Rewrite the material from the line that has "Find the green" through the last line, keeping every line, requests included, and multiplying each coordinate in the answers by 2.15, rounded to the nearest whole number with halves rounded up. Output only those lines.

> [INFORMATION GIVEN]
---+---
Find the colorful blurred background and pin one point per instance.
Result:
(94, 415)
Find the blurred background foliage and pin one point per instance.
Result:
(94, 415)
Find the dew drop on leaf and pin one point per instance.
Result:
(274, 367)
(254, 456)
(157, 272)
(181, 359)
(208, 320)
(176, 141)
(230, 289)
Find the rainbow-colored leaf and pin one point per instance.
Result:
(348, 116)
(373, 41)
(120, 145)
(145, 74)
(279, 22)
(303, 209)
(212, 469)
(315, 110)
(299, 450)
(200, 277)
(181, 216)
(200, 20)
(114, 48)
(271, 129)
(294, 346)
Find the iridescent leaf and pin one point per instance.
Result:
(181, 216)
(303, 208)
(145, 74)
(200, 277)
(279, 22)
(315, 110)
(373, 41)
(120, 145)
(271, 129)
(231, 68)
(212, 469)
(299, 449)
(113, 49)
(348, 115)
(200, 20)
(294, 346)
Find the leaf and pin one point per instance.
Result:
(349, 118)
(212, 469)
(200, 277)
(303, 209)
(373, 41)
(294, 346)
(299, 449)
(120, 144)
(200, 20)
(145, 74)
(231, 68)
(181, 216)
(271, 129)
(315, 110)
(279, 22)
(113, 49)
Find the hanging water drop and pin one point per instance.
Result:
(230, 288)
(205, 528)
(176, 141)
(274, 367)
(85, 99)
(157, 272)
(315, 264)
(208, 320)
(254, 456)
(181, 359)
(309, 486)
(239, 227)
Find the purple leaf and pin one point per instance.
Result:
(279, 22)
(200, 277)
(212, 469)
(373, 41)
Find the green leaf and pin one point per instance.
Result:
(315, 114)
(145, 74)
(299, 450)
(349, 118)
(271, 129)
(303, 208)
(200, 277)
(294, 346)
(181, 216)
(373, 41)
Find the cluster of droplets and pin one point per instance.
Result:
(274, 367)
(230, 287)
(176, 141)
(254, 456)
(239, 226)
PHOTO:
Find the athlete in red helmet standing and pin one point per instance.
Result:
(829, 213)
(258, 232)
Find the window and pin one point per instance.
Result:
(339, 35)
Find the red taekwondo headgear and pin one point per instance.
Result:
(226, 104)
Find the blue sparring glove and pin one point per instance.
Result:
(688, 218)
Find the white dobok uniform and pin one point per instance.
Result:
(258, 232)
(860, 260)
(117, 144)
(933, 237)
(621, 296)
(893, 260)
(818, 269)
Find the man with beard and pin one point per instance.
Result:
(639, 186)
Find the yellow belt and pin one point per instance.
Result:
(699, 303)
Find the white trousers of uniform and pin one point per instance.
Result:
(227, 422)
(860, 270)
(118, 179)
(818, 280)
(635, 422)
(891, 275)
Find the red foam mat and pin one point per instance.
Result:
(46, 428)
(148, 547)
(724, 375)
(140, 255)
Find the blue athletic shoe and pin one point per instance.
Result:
---+---
> [SOLUTION]
Find the green leaf and pin one point per instance.
Result:
(677, 245)
(312, 159)
(643, 968)
(750, 254)
(583, 277)
(651, 447)
(430, 596)
(632, 744)
(389, 464)
(802, 88)
Find the cluster of droplets and pin one point per instance.
Result:
(589, 789)
(495, 617)
(378, 303)
(546, 980)
(514, 486)
PHOTO:
Find the athlete in red helmet standing and pin one point per instance.
Result:
(1782, 458)
(555, 499)
Find the window and pin one point per instance.
Result:
(729, 75)
Find the red taekwondo headgear and pin one point per instance.
Result:
(486, 224)
Find the blue sparring glove and pin one point per instance.
Result:
(1479, 469)
Find the white dobok uniform and pin one point per instance.
Result:
(555, 499)
(1849, 559)
(252, 310)
(2006, 510)
(1335, 636)
(1920, 559)
(1759, 578)
Find the man with beard and pin one point per instance.
Result:
(1374, 400)
Find the yellow belt and pin one point per instance.
Result:
(1503, 651)
Find the white trousers of uniform and pin one point per instance.
Result:
(488, 907)
(1849, 581)
(254, 385)
(1759, 602)
(1365, 907)
(1916, 591)
Find the red foam mat and pin one point per instance.
Result:
(99, 920)
(318, 1176)
(1557, 806)
(301, 548)
Find the blue athletic shoe and pin one point per instance.
Result:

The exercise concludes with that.